> EXTRACTED DATA:
╔══

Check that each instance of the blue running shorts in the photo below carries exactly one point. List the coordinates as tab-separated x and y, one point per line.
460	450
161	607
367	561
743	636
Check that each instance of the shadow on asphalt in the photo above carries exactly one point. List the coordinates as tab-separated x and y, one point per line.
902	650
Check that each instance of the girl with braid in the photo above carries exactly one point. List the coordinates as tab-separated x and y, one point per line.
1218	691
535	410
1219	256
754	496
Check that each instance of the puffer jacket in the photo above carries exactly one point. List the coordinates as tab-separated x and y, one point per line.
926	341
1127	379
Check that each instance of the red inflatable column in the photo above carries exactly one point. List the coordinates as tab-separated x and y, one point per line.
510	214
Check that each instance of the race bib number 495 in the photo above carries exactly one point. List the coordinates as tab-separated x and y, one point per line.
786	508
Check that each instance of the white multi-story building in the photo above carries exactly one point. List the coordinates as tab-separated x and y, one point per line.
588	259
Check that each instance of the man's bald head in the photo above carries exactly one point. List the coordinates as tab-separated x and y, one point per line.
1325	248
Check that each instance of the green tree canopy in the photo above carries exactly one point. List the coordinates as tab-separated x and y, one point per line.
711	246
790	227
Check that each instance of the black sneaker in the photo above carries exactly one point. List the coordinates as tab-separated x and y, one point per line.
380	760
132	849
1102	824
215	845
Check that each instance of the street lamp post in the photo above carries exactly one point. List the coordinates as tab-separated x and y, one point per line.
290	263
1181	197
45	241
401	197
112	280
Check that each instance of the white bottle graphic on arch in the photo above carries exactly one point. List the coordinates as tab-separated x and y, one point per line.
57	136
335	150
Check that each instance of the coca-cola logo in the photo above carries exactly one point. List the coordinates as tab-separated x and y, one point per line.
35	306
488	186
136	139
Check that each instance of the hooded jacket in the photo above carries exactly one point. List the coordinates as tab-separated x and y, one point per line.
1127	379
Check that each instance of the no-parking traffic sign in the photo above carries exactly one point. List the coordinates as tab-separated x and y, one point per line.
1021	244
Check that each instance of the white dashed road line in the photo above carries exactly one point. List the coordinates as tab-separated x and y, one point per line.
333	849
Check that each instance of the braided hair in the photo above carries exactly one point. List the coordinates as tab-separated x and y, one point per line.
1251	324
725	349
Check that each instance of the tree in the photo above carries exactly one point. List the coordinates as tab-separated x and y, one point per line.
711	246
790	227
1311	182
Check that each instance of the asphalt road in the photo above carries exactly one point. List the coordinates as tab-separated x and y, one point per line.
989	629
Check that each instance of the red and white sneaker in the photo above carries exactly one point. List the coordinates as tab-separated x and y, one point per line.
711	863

╚══

> WHAT YOU NEED TO DO: Give back all the data exactly as it was written.

> SOLUTION BELOW:
Check that each instance of the blue running shorts in the photo below carries exactly one point. List the coordinates as tab-separated x and y, one point per line.
460	450
161	607
367	561
743	636
Check that each instance of the shadow on asphalt in the photo above carries exactly one point. List the coordinates as tab-separated x and y, one point per line.
902	650
Check that each instance of the girl with braid in the photo above carries exactly one point. List the coordinates as tab-separated x and y, one point per line.
1218	691
535	410
1219	256
754	496
Check that each instance of the puffer jacket in the photo above carries exactly one point. List the coordinates as tab-separated x and y, one point per line.
926	341
1127	379
Check that each instance of the red inflatable column in the photo above carries exactly one point. List the coordinates as tab-separated x and y, one point per line.
510	214
Check that each instance of the race bib number 495 in the photo above carries exactly one point. List the coordinates as tab-separated x and y, one point per line.
786	508
Check that each instance of the white multi-story building in the photo above carries exactly one point. List the coordinates as tab-separated x and y, one point per line.
588	259
Check that each instance of the man's bald head in the photo above carries exactly one point. List the coordinates as tab-separated x and y, one point per line.
1325	248
Check that each instance of the green tree canopy in the photo above carries exactly one point. List the coordinates as tab-separated x and y, one point per line.
711	246
790	227
Check that each instance of the black sneaker in the photo above carries exactly one point. List the coordinates as tab-separated x and y, one point per line.
380	760
132	849
1102	824
215	845
Check that each instance of the street lamp post in the photo above carries exactly one point. List the coordinates as tab-separated x and y, one point per line.
290	263
1181	197
45	241
401	197
112	280
Check that each instance of the white bottle graphic on arch in the photo above carries exactly one point. List the coordinates as tab-separated x and y, one point per line.
57	136
335	150
Check that each instance of the coca-cola logo in the photo above carries exactly one point. List the coordinates as tab-separated x and y, one point per line.
35	306
488	186
136	139
Check that each instance of the hooded jacket in the photo above carries exactly one point. List the coordinates as tab-separated x and y, one point per line.
1127	379
Check that each instance of the no-parking traffic sign in the photo above carries exactly one point. List the coordinates as tab-separated x and y, one point per line.
1021	244
Check that each instance of the white dashed road line in the photo above carries exactly one point. List the coordinates as tab-separated x and y, one point per line.
333	849
Check that each instance of the braided hair in the photo above carries exactly one point. List the coordinates as tab-separated x and y, one point per line.
1251	324
725	349
Check that each instance of the tree in the photo above carries exactly one point. List the coordinates as tab-separated x and y, one point per line.
711	246
790	227
1311	182
Check that each instance of the asphalt road in the photo above carries exactly one point. List the coordinates as tab-separated x and y, one point per line.
989	629
Check that each instance of the red and white sneaker in the photo above carries exactly one point. List the coordinates as tab-separated x and y, one point per line.
711	863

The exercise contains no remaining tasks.